====== Supplied material ======
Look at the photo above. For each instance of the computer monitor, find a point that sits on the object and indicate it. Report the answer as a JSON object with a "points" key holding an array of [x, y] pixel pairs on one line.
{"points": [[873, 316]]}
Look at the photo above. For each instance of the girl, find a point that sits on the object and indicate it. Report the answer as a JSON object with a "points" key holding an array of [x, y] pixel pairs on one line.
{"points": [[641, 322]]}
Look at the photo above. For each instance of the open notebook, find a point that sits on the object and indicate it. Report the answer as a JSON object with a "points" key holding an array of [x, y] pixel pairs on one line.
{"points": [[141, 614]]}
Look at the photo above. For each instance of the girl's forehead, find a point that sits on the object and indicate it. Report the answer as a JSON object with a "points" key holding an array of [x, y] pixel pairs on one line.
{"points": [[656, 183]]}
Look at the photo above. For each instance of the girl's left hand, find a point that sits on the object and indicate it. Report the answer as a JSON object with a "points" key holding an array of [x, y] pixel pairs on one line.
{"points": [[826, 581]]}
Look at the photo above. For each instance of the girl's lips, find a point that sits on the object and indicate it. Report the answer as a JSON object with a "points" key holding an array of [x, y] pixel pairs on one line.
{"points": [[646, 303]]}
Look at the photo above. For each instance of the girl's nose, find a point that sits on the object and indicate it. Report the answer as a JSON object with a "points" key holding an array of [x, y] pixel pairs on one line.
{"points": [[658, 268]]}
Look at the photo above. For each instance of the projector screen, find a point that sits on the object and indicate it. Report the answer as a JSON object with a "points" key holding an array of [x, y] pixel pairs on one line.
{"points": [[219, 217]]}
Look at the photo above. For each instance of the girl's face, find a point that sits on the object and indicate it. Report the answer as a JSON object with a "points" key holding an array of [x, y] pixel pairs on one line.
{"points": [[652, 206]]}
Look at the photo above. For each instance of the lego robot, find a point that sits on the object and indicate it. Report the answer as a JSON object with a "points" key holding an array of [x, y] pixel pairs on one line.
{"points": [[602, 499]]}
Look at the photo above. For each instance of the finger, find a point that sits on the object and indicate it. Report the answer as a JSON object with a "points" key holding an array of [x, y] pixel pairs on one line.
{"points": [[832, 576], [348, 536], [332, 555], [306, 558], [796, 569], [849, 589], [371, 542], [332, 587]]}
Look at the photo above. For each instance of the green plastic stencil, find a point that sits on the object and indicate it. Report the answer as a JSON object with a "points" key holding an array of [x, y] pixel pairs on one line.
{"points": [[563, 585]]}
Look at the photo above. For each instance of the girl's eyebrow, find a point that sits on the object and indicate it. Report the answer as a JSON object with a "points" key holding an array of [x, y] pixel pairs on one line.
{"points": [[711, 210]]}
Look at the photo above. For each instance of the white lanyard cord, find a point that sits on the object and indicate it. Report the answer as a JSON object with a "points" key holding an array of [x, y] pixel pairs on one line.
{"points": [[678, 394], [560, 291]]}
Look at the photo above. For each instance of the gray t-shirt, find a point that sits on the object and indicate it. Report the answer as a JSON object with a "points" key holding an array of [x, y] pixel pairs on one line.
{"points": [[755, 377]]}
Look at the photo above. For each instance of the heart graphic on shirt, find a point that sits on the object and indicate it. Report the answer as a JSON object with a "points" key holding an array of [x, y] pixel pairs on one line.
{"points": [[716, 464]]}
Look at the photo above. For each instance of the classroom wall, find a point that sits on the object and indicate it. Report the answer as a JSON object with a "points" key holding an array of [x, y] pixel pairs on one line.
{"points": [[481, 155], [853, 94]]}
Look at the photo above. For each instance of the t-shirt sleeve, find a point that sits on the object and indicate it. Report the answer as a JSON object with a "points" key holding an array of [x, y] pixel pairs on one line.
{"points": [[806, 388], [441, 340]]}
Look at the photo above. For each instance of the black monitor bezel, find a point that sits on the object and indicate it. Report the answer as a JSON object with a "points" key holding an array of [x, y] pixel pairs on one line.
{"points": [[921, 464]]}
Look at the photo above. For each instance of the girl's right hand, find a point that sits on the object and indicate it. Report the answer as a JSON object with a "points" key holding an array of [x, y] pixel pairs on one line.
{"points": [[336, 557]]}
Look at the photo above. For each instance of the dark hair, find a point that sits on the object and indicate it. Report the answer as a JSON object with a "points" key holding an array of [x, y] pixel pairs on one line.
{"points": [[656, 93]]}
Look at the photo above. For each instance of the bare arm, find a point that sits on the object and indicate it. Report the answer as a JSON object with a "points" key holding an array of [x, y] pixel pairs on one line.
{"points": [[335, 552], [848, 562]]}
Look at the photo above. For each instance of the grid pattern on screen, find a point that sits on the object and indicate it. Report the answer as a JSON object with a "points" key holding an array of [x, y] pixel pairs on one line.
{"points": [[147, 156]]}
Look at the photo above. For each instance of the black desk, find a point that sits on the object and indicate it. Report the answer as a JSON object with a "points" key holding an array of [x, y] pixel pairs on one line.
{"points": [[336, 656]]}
======
• Aim: Write out every line from the records above, word for word.

• Finished exercise:
Look at the photo above. For each instance of the computer monitor, find a point that sits on the object and indicate it. Report the answer as a JSON object with a "points" key holding an array of [x, y] pixel pairs on one line.
{"points": [[873, 316]]}
Look at the photo above. For each instance of the girl, find a point that sits on the object and indicate it. Report the answer as a JSON object with a "points" key holding an array of [x, y] pixel pairs on one line.
{"points": [[641, 322]]}
Look at the photo above. For each instance of the open notebook, find a point that sits on the object and indicate it. Report the answer as a JSON object with a "points" key holding an array of [x, y] pixel pairs on one line.
{"points": [[141, 614]]}
Look at the photo above. For each instance of the girl's forehead, find a point that sits on the object and indicate it. Report the answer as a JSON object with a "points" key holding an array of [x, y] pixel pairs on one line.
{"points": [[656, 183]]}
Look at the photo above. For each instance of the girl's left hand, find a point that sits on the object and indicate it. Report the answer as a JSON object with a "points" key holding an array of [x, y] pixel pairs on one line.
{"points": [[826, 581]]}
Look at the photo above. For each instance of the girl's lips, find a point that sits on the object and indicate it. Report the answer as a JSON object with a "points" key holding an array of [x, y] pixel pairs on one line.
{"points": [[646, 303]]}
Look at the photo above. For each instance of the girl's nose, find a point that sits on the object and indicate it. Report the answer as a JSON object with a "points" key holding an array of [x, y] pixel pairs on one line.
{"points": [[658, 268]]}
Look at the photo above. For each instance of the projector screen, find a point that sits on the object and indicate it. Report the answer as a JSON object with a "points" key holding an array of [x, y] pixel pairs on one line.
{"points": [[219, 217]]}
Look at the photo above. For each instance of the girl's face, find a point that sits on the object and indicate it. Report the answer as a JSON object with a "points" key holding an array of [x, y] pixel pairs on one line.
{"points": [[652, 206]]}
Look at the photo above. For each instance of the lego robot, find a point that sits on the object and indicate it. Report the answer as a JSON object with a "points" key holding an array of [x, y] pixel pairs on one line.
{"points": [[602, 499]]}
Look at the photo above. For each instance of the finger, find a point that sits on the object and indicate it. Report the answer as a JSON object with a "points" key holding an array of [x, y] pixel pairs on one line.
{"points": [[832, 576], [348, 536], [332, 555], [306, 558], [796, 569], [849, 589], [371, 542], [332, 587]]}
Look at the photo above. For each instance of the green plastic stencil, find a point that sits on the object and indicate it. Report the answer as a JSON object with a "points" key holding an array of [x, y] pixel pairs on one line.
{"points": [[563, 585]]}
Look at the photo above. For each instance of the girl's eyebrow, find a point that sits on the object and indicate it. Report the answer as a JSON object with a "points" key holding an array of [x, y] pixel pairs on one line.
{"points": [[711, 210]]}
Look at the photo above. For each instance of the white lanyard cord, find a point that sits on the object and indicate it. Report the answer as a JSON object with a "points" key holding an array of [x, y] pixel pairs on one line.
{"points": [[678, 394], [560, 291]]}
Look at the photo above. For each instance of the gray t-shirt, find a point that sits on the object and indicate it. Report the answer as a JSON object with a "points" key holding an array of [x, y] pixel pairs on one line.
{"points": [[755, 377]]}
Look at the photo above. For each instance of the heart graphic on shirt, find a point that sits on the object and indicate it. Report the answer as a JSON object with a "points" key holding an array of [x, y] pixel pairs on one line.
{"points": [[716, 464]]}
Look at the photo above. For each instance of the classroom wall, find a point that sits on the object and indicate it. Report the answer as a JSON object with a "points" key holding an array of [x, y] pixel pairs on one line.
{"points": [[481, 155], [853, 94]]}
Look at the photo above. For each instance of the t-shirt sleeve, find a point that sits on the object and indicate it. Report the answer as a JSON object with a "points" key holding an array of [x, y] pixel pairs on one line.
{"points": [[806, 388], [441, 340]]}
Look at the photo above. For each instance of the black monitor bezel, find a point that sits on the object and indicate it. Report the answer as a JSON object with a "points" key holding an array of [x, y] pixel pairs on one line.
{"points": [[921, 464]]}
Look at the photo above. For each instance of the girl's right hand, find a point that sits on the object and indicate it. Report the answer as a JSON object with a "points" key holding an array of [x, y] pixel pairs on one line.
{"points": [[336, 557]]}
Look at the photo above. For each instance of the dark hair, find a point that sits on the object and indicate it. Report the answer as a JSON object with a "points" key holding an array of [x, y] pixel pairs on one line.
{"points": [[656, 93]]}
Look at the photo above. For each instance of the bare arm, find a point that sits on the object and indicate it. Report the answer as a JSON object with a "points" key holding an array of [x, y] pixel pairs on one line.
{"points": [[335, 552], [848, 562]]}
Look at the photo above. For each instance of the grid pattern on screen, find a point that sits on the object and indicate it. Report the answer as a JSON object with a "points" key holding an array of [x, y] pixel pairs on one line.
{"points": [[147, 156]]}
Look at the photo above. For each instance of the black desk, find a point that sits on the object and indicate it. Report the answer as a JSON object with a "points" key holding an array of [x, y] pixel pairs on one line.
{"points": [[336, 656]]}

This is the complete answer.